Goal of the exercise: The required output is the line containing "# point at: turquoise" through the final line of the material below, printed exactly, with no other lines.

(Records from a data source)
○ ○ ○ ○ ○ ○ ○
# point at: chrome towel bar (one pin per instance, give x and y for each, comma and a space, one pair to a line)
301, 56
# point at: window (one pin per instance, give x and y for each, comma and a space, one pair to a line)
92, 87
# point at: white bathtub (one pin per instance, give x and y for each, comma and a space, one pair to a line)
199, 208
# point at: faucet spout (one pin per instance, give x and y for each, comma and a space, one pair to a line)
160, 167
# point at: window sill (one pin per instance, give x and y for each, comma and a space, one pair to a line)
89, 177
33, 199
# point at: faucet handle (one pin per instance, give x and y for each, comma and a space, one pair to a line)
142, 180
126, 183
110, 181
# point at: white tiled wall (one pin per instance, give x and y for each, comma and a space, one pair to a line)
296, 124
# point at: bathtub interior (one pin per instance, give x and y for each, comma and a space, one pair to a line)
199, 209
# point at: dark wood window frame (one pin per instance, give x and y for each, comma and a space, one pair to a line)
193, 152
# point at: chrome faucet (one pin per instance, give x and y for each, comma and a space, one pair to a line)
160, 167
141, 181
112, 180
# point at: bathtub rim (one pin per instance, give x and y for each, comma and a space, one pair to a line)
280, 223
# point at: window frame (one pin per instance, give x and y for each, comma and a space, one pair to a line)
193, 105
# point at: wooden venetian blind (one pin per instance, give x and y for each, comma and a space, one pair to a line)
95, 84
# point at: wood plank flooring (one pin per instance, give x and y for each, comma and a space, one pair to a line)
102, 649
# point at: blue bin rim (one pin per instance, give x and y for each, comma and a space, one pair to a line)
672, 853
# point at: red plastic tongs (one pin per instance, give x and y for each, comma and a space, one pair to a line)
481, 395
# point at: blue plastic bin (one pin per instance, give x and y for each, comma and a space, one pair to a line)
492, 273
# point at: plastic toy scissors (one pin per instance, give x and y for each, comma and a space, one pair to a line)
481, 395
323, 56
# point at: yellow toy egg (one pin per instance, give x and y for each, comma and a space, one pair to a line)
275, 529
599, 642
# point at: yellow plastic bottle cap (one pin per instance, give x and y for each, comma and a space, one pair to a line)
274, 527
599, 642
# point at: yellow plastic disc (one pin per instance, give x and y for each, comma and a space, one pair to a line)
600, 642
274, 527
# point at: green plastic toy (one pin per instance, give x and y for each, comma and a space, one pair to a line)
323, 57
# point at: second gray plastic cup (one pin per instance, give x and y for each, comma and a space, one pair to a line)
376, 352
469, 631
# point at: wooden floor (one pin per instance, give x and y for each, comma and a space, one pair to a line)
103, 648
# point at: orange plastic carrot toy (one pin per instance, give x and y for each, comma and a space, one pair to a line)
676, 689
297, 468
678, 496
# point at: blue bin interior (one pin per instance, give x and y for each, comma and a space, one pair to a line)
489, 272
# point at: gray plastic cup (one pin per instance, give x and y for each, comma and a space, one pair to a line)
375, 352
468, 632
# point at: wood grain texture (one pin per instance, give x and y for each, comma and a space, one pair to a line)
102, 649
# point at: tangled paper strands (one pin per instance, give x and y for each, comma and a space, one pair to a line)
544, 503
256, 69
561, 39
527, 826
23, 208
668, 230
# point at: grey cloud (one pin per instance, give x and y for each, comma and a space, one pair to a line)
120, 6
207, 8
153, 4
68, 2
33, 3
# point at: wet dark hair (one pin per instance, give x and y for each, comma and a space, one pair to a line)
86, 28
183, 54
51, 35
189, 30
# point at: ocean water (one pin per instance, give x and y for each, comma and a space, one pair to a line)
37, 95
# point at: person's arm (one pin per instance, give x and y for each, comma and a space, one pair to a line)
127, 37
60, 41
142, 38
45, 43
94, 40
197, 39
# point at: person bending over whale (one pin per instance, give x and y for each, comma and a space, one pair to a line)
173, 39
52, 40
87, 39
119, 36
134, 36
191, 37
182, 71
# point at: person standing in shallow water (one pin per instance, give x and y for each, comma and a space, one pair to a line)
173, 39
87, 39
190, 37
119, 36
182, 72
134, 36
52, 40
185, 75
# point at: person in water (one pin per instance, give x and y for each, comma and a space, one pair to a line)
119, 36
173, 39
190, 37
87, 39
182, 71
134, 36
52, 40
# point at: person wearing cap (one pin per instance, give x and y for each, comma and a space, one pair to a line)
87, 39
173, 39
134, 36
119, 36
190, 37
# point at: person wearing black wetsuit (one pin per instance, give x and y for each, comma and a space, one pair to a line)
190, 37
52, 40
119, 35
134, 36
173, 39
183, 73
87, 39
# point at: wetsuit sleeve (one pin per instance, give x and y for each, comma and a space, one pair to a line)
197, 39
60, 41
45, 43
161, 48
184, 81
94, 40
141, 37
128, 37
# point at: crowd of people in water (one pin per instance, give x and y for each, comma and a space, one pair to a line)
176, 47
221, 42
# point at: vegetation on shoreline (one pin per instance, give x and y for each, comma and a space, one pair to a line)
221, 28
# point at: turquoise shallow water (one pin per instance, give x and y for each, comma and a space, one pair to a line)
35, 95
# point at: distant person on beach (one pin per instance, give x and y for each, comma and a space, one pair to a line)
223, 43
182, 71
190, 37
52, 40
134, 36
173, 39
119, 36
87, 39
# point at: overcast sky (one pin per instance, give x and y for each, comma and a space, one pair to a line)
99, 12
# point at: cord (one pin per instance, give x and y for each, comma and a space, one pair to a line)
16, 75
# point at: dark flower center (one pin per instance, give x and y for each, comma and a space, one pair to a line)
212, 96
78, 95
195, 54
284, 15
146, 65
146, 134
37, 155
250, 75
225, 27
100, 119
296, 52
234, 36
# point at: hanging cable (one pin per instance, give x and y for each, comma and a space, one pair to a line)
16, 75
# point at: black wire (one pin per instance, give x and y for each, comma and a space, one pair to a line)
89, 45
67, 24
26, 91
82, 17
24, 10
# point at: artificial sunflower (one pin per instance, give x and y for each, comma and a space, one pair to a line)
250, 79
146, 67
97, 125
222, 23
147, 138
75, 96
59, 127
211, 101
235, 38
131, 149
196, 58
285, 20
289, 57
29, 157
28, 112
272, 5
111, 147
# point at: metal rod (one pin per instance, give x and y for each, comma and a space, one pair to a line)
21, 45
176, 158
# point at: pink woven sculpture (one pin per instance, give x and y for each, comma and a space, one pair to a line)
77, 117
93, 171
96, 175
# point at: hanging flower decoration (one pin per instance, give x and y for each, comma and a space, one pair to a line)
○ ○ ○ ○ ○ ○ ○
Solved problem:
# point at: turquoise shallow water (one pin per instance, give x and y for each, comma and a space, one pair to a line)
35, 95
# point at: distant person on beach (one pin per instance, give x and y for each, comma and a space, one pair to a line)
223, 43
182, 71
190, 37
52, 40
134, 36
173, 39
119, 36
87, 39
# point at: overcast sky (one pin per instance, give x and y for each, comma and a space, one pair to a line)
99, 12
# point at: cord (one pin per instance, give x and y for each, comma and a space, one pair to a line)
16, 75
# point at: dark flower center (one pin per instance, give x and y for each, comma and a space, one pair to a line)
212, 96
78, 95
195, 54
284, 15
146, 65
146, 134
37, 155
250, 75
225, 27
100, 119
296, 52
234, 36
# point at: hanging cable (one pin per instance, give x and y for each, comma and a space, one pair to a line)
16, 75
# point at: black wire (one pin per instance, give x and y for each, comma and a space, one pair to a line)
89, 45
67, 24
26, 91
82, 17
24, 10
# point at: artificial sunflower (one pin per instance, give x and y for each, comma and a space, one pair to a line)
250, 79
146, 67
97, 125
222, 23
147, 138
75, 96
59, 127
211, 101
235, 38
131, 149
196, 58
285, 20
289, 57
29, 157
28, 112
272, 5
111, 147
# point at: metal rod (one pin per instance, give x and y for each, comma and a space, one pair to a line)
21, 45
176, 158
# point at: pink woven sculpture (one pin per instance, give x and y for each, comma and a space, one pair to a line)
77, 117
93, 171
96, 175
# point at: hanging flower decoration (one pin per instance, give x and y for each, comma and a space, one pair to a line)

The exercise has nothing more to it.